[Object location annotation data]

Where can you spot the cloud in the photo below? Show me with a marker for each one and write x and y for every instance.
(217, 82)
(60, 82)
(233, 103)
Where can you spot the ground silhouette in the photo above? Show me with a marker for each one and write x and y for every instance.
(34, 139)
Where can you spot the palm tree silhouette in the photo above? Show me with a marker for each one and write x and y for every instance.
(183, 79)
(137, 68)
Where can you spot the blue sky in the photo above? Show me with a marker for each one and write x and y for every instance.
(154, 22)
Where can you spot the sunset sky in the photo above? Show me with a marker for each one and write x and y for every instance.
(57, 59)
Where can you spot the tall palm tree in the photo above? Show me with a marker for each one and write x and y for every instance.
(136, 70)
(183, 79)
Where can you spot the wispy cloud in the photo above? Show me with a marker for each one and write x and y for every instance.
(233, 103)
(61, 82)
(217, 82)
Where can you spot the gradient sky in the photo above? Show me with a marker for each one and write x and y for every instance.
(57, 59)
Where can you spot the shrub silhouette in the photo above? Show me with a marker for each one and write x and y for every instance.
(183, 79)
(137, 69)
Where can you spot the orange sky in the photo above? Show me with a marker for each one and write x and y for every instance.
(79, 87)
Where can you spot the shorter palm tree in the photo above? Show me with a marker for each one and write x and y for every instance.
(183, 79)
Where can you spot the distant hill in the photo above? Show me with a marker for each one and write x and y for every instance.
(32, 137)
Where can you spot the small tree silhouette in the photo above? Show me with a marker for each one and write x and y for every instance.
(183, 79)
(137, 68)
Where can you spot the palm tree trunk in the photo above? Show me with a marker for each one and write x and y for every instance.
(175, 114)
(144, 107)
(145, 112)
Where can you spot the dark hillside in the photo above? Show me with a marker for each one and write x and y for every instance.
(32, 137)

_Task brief_.
Output the stretch of the listing from the line containing "Where can you spot the palm tree trunk" through the last line of the listing as a numbered list, omitting blank lines.

_Answer to the exercise_.
1. Where can you spot the palm tree trunk in the photo above? Show me with a marker for each one and write x and y for every instance.
2. (175, 114)
3. (144, 107)
4. (145, 112)
5. Where can you spot the dark hillside in the photo above? Show me with a marker for each one and write x and y for every instance.
6. (32, 137)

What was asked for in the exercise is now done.